### ACTION ITEM
Rewrite the passage on research ethics from "Only in the" to "approach to medicine.", changing "veterinary research" to "animal health research" wherever it appears.

### PAGE EXTRACT

^^^^^^^^^^^^^^^^

Only in the case of trailing treatments in ill animals for which there is no current cure would HRA accept the use of animals suffering from the said condition as veterinary research.
Some veterinary research is focussed on increasing the productivity of animals rather than for the health and well-being of animals, to which HRA objects.
Immoral and illegal to use humans without their consent – as per the Helsinki Declaration and Nuremberg Code. Aside from the ethical argument, there are scientific factors. Stressed people (like stressed animals) who are otherwise physically healthy do not respond to medication in the same way as real patients (i.e. people with existing disease). People in jail are not representative of the general population and no substitute for a personalised approach to medicine.
This is a moral issue which society needs to consider and on which HRA has no firm position.

^^^^^^^^^^^^^^^^

### GIVEN MATERIAL
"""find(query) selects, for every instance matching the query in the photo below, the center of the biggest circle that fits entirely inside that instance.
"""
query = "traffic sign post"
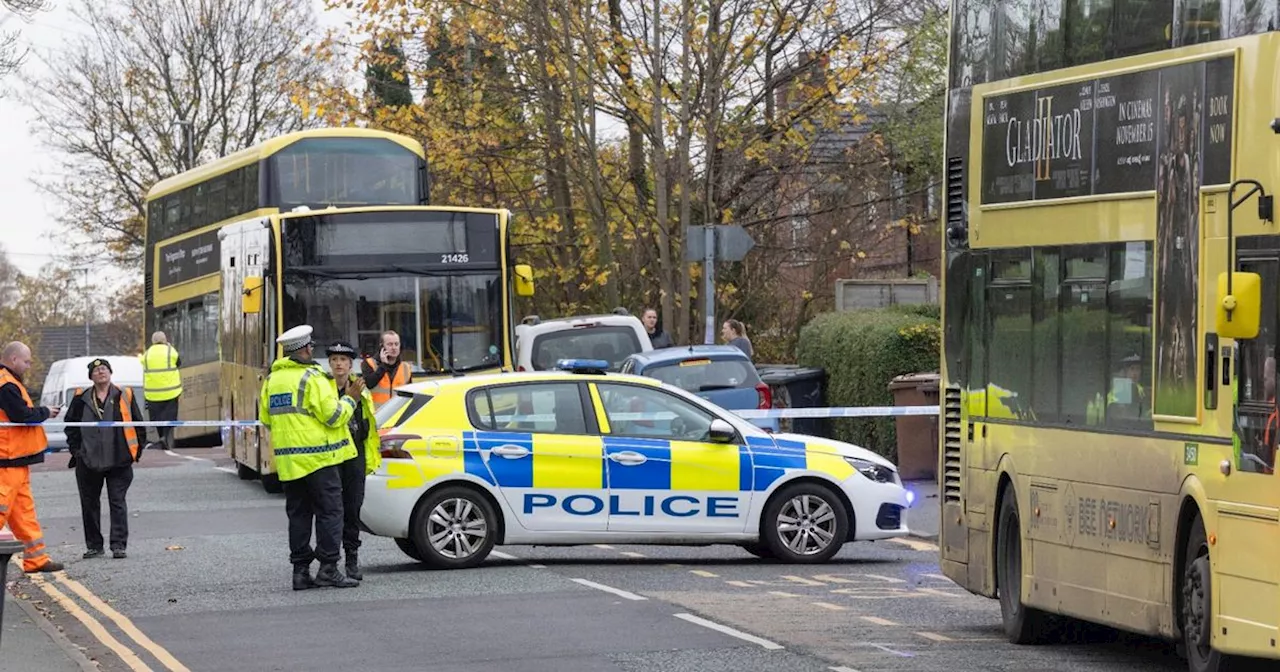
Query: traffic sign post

^^^^^^^^^^^^^^^^

### SOLUTION TO THIS TASK
Only in the case of trailing treatments in ill animals for which there is no current cure would HRA accept the use of animals suffering from the said condition as animal health research.
Some animal health research is focussed on increasing the productivity of animals rather than for the health and well-being of animals, to which HRA objects.
Immoral and illegal to use humans without their consent – as per the Helsinki Declaration and Nuremberg Code. Aside from the ethical argument, there are scientific factors. Stressed people (like stressed animals) who are otherwise physically healthy do not respond to medication in the same way as real patients (i.e. people with existing disease). People in jail are not representative of the general population and no substitute for a personalised approach to medicine.